Data entries
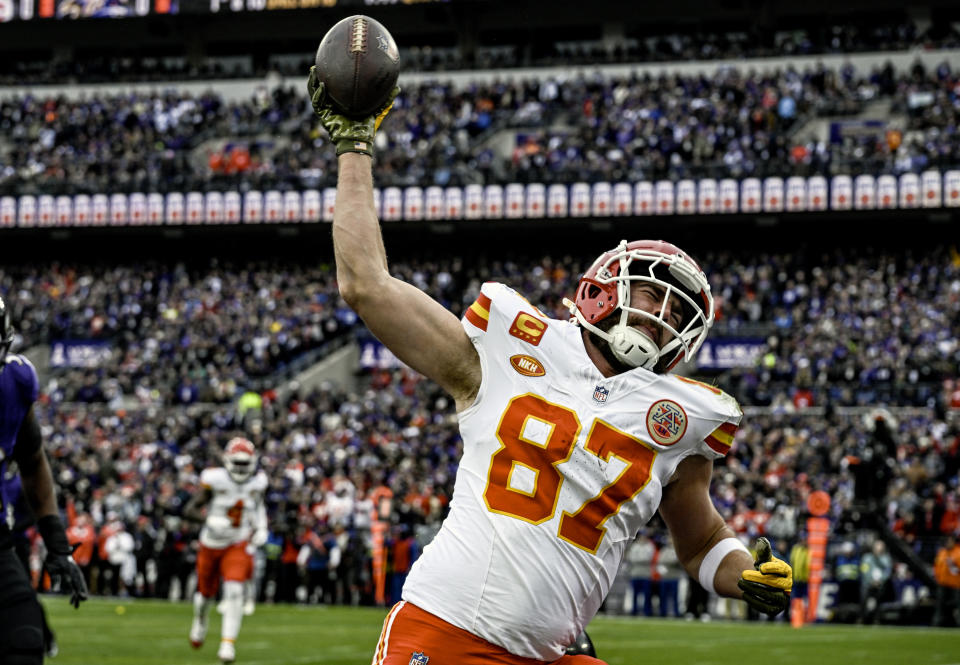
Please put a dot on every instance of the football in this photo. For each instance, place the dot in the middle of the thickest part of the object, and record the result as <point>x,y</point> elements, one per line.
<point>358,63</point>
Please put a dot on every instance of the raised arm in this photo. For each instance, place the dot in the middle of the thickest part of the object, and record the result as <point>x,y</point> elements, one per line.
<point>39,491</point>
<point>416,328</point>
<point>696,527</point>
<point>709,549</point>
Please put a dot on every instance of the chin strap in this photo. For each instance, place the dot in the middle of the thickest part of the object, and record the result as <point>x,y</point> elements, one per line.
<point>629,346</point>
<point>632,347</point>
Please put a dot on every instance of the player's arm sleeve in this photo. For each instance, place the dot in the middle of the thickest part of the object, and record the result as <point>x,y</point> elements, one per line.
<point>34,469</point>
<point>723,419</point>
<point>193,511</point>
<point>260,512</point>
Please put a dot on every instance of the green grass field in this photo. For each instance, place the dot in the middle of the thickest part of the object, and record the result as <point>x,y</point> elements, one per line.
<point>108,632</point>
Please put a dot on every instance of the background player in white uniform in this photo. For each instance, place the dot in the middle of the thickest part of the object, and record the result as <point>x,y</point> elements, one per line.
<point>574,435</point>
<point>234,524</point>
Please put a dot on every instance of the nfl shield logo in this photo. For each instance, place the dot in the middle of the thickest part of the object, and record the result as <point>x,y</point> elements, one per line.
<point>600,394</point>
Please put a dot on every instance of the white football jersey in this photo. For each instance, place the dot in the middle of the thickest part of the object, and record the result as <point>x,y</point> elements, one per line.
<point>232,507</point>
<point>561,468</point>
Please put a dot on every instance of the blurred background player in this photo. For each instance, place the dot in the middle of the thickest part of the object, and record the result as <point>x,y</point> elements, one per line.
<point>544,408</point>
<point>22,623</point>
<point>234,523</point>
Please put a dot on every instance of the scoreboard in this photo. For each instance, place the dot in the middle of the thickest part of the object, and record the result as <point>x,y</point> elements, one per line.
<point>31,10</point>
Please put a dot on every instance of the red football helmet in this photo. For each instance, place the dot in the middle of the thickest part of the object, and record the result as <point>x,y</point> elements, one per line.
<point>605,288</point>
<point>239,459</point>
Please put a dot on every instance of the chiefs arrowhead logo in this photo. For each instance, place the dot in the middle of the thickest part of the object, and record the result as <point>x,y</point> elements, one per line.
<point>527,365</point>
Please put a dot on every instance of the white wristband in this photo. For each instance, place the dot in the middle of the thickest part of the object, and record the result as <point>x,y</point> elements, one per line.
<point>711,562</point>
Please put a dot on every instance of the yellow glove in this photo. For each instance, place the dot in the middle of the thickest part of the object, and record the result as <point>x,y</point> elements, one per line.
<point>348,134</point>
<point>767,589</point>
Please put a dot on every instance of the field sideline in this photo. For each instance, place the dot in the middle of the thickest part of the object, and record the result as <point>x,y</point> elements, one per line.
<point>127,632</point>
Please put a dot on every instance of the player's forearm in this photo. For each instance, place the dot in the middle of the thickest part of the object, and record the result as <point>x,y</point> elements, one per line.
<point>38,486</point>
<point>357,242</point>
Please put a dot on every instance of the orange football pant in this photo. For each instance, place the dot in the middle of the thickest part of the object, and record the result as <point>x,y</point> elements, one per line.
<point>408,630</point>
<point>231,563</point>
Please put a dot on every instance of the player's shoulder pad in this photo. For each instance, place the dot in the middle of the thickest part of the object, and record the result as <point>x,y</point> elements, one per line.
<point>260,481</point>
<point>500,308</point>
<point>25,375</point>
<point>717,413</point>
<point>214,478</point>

**REQUIRED TASK**
Quote every line of the records above exactly; no picture is to be copied.

**WRITTEN SOLUTION**
Please put a dot on every instance of the football in this photo. For each instance, place the dot in the middle of the thickest part of the object, and record the result as <point>x,y</point> elements, one per line.
<point>358,63</point>
Please put a dot on every instance of the raised arm in this photo. For each instance, place the dot in the middle of the thickest part of the object, and record the result as <point>x,y</point> elements, one per line.
<point>39,491</point>
<point>416,328</point>
<point>696,527</point>
<point>709,549</point>
Please put a dot on every instance of the chin strap in this photo. For each instance, place the dot in the middle of the thickest part of the object, and record the result as <point>x,y</point> elements, one per line.
<point>629,346</point>
<point>632,347</point>
Please put a dot on every instance of the player's arm sleeve in this photo. For each instance, place the dot in the middle of the thickest part of the object, and record the result as <point>x,y</point> elements, one per line.
<point>34,469</point>
<point>723,419</point>
<point>193,511</point>
<point>260,512</point>
Please put a dot on every instance of the green grass field in this photo. For each instance, place the dot in the middle of the thickest part of the object, and record the result as <point>x,y</point> elements, one per line.
<point>108,632</point>
Please put a dot on every instance of the background player in white uniform in this photo. For each instance, place the dot in the middle of the thickest part of the object, and record the result as <point>x,y</point> elements, one per line.
<point>574,435</point>
<point>234,524</point>
Please put a dot on every instance of the nfl shield logo in this photo. For each instance, place the dot in the middle of the thickest part of the object, and record the result as <point>x,y</point> elements, one per line.
<point>600,394</point>
Please put a dot on every instance of the white football jersey in this photo. For each instance, place the dot in the middle of the thickest part of the object, and record the result as <point>x,y</point> elements, one per line.
<point>232,507</point>
<point>561,468</point>
Please put a dot on every instance of the blurred background player in this photo. For each instance, place the dot in the middle of the thickest part of the object, and record the result as <point>x,y</point> elements, one per line.
<point>544,408</point>
<point>22,623</point>
<point>234,523</point>
Please put a dot on every instance of the scoreboard in this photo. For each instance, place the dot in the middle of the thickest part of the object, and record the result as <point>x,y</point> elements, one per line.
<point>31,10</point>
Please put a dot on every instance of the red football helmet in this photo. For each instance, place the dot in the middle of the thickest part of the object, and record the result as <point>x,y</point> elements, one per line.
<point>605,288</point>
<point>239,459</point>
Please put a dot on every instance of the chiefs arrowhead logo in this photo. For each instance, place the dot in the middle of the thickest part of the object, and record the result as <point>x,y</point> elements, one per line.
<point>527,365</point>
Please put a dot on every instance of the white wristband in this photo. For each instance, place the dot in the middle of the thickest part of the object, and record the result as <point>x,y</point> elements, one per line.
<point>711,562</point>
Please put a dot on every instance of the yellow glove in this photo. For each instance, place the dot in the middle of the thickest part of the object, and record the result as <point>x,y</point> elements, one per line.
<point>348,134</point>
<point>767,589</point>
Please put a dot on every instance of the field sideline in this photo. For each instance, place the dot in the middle of the thickest part of the object, and record the result as <point>x,y</point> elements, one per line.
<point>127,632</point>
Please put a dot on every instance of the player's forearm in this photo. For each instance, place the dot in the middle of the thickest part of the object, and record the result as <point>x,y</point> elements, one per line.
<point>38,486</point>
<point>357,242</point>
Please put a dot on every instance of the orange football pant in this photo. For each instance, place the dot in the middle of the thickest part of the object, and record the result as <point>x,y</point> elements, one per line.
<point>408,630</point>
<point>231,563</point>
Please put a dot on every instance of the player's shoulder pad in this photo. For each instance, place the dot in the middle of the thickest part of the object, and record the result as <point>x,y</point> elements, one per line.
<point>260,481</point>
<point>500,308</point>
<point>25,375</point>
<point>717,413</point>
<point>214,478</point>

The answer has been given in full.